__Exercise aim__.
List every line in the records below that contains the string "field". Case counts.

__Material to process__.
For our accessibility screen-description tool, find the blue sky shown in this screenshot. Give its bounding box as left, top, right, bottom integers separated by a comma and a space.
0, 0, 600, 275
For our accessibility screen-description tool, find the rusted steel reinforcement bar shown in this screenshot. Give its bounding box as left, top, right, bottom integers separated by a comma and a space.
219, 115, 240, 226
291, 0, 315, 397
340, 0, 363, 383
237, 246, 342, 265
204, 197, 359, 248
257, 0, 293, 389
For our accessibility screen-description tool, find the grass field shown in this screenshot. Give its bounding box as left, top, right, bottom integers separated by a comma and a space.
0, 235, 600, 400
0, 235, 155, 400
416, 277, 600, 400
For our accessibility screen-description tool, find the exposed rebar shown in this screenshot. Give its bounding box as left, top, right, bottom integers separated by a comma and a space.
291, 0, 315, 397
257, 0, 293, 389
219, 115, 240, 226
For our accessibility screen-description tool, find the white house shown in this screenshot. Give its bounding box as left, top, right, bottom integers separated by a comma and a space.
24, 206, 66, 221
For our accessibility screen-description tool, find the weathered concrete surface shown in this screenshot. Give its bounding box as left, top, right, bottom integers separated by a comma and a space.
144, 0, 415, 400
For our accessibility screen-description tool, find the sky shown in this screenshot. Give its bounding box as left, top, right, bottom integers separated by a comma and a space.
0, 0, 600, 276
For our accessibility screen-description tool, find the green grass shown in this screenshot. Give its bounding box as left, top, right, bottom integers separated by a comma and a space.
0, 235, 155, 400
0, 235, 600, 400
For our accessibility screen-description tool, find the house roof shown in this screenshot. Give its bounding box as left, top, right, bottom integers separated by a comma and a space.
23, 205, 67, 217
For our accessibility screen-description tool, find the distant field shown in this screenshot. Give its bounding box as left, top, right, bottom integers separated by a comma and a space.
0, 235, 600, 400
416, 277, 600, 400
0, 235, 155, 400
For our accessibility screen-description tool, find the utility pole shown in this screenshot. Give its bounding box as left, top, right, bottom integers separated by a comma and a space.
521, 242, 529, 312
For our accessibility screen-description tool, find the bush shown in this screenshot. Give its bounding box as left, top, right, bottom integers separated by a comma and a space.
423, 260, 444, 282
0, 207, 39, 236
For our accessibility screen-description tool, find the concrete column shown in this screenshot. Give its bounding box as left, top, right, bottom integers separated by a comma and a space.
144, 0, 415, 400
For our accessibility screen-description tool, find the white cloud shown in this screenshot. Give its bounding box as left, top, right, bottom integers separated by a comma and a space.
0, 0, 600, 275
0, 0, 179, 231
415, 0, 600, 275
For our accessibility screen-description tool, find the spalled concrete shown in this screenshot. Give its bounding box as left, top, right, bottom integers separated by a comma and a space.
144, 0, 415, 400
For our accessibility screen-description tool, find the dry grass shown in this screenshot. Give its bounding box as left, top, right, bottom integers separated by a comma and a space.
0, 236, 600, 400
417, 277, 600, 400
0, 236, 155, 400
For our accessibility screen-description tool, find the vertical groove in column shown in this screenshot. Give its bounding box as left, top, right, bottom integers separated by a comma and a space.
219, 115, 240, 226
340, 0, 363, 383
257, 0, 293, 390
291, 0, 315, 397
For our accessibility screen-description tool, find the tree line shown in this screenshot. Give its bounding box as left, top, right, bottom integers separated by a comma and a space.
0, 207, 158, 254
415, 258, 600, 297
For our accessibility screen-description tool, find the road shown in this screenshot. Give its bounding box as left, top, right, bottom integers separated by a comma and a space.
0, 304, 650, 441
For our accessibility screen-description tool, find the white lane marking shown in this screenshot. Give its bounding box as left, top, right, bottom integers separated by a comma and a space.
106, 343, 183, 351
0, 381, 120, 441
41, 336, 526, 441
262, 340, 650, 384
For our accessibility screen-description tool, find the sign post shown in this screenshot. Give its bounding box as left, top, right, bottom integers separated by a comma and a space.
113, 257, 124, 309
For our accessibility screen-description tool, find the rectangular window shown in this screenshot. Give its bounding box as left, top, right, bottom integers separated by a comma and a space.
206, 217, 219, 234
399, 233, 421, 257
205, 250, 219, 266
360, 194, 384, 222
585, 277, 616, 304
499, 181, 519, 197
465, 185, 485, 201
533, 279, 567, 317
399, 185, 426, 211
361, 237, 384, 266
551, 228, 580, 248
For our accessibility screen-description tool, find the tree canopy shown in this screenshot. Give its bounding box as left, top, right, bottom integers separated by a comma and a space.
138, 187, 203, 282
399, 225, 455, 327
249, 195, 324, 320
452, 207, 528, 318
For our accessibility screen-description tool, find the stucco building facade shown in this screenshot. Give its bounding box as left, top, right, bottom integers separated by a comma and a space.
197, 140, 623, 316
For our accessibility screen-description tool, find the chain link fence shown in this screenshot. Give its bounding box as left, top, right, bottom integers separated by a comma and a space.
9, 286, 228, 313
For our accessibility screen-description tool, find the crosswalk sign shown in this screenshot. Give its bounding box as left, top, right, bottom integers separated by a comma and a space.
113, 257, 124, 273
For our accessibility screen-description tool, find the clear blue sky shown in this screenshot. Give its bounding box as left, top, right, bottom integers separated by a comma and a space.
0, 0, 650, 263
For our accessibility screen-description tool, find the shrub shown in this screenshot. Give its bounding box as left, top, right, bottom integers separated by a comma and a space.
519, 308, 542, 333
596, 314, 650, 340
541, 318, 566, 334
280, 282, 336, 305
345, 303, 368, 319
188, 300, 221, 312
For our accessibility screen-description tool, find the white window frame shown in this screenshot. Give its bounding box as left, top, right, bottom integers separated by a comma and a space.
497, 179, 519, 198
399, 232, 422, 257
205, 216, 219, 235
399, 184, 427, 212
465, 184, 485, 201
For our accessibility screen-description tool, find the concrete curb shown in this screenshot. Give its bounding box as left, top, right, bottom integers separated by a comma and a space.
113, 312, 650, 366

__Written reply__.
For our accessibility screen-description tool, find the grass field shown in this screenshot. Give its bounding box as left, top, right, bottom integers separated by a comma and a space.
For our accessibility screen-description tool, find the distant field shown in this screenshot. Give its bounding box as left, top, right, bottom integers separated by a comma and a space.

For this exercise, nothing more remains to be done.